CHALLENGE: Turn the lines below into a JSON list of strings, one string per line, leaving out any blank lines.

[Saved entries]
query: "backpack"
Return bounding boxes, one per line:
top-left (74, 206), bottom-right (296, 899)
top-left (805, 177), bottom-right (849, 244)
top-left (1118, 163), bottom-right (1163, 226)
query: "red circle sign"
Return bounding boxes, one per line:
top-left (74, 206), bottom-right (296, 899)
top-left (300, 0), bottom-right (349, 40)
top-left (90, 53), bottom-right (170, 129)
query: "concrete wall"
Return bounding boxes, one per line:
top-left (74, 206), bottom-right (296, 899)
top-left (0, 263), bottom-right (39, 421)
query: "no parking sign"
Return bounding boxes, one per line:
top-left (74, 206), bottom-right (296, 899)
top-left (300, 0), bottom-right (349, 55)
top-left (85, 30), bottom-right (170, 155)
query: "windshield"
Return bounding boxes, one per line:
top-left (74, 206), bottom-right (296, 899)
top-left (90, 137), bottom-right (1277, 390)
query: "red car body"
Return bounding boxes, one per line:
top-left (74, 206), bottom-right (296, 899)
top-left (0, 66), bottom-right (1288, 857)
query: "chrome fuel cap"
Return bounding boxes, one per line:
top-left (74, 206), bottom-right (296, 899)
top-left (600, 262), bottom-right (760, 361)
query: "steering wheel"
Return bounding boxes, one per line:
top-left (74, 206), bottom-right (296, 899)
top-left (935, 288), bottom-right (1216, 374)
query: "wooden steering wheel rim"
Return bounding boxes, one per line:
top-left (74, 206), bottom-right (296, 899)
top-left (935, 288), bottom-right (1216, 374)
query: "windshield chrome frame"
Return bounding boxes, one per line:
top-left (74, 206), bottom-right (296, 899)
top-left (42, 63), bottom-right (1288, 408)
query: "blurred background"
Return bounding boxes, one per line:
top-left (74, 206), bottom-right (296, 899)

RESULT OF THIS EXERCISE:
[
  "query: \"backpack\"",
  "Return bounding boxes, one per line:",
  "top-left (74, 206), bottom-right (296, 899)",
  "top-left (805, 177), bottom-right (849, 244)",
  "top-left (1118, 163), bottom-right (1163, 226)",
  "query: \"red circle sign\"",
  "Return bounding boxes, one per line:",
  "top-left (74, 206), bottom-right (296, 899)",
  "top-left (300, 0), bottom-right (349, 40)",
  "top-left (90, 53), bottom-right (170, 129)",
  "query: \"concrete wall\"",
  "Return bounding boxes, one per line:",
  "top-left (74, 206), bottom-right (296, 899)",
  "top-left (0, 263), bottom-right (39, 421)",
  "query: \"no parking sign\"",
  "Return bounding boxes, one per line:",
  "top-left (74, 206), bottom-right (296, 899)",
  "top-left (300, 0), bottom-right (349, 55)",
  "top-left (85, 30), bottom-right (170, 155)",
  "query: \"windshield\"",
  "Return bounding boxes, one per line:",
  "top-left (74, 206), bottom-right (296, 899)",
  "top-left (90, 137), bottom-right (1277, 390)",
  "query: \"red car body\"",
  "Return bounding boxes, one per line:",
  "top-left (74, 206), bottom-right (296, 899)",
  "top-left (0, 66), bottom-right (1288, 857)",
  "query: \"chrome fuel cap\"",
  "Return bounding boxes, one per line:",
  "top-left (74, 206), bottom-right (296, 899)",
  "top-left (600, 262), bottom-right (760, 361)",
  "query: \"steering wheel\"",
  "Return bounding boxes, one per line:",
  "top-left (74, 206), bottom-right (296, 899)",
  "top-left (935, 288), bottom-right (1216, 374)",
  "query: \"wooden steering wheel rim\"",
  "Return bounding boxes, one per line:",
  "top-left (74, 206), bottom-right (296, 899)",
  "top-left (935, 288), bottom-right (1216, 374)",
  "query: \"windshield chrome frame\"",
  "Return bounding boxes, one per line:",
  "top-left (74, 206), bottom-right (296, 899)",
  "top-left (42, 63), bottom-right (1288, 408)",
  "query: \"blurred background\"",
  "Return bounding boxes, one per line:",
  "top-left (74, 206), bottom-right (296, 899)"
]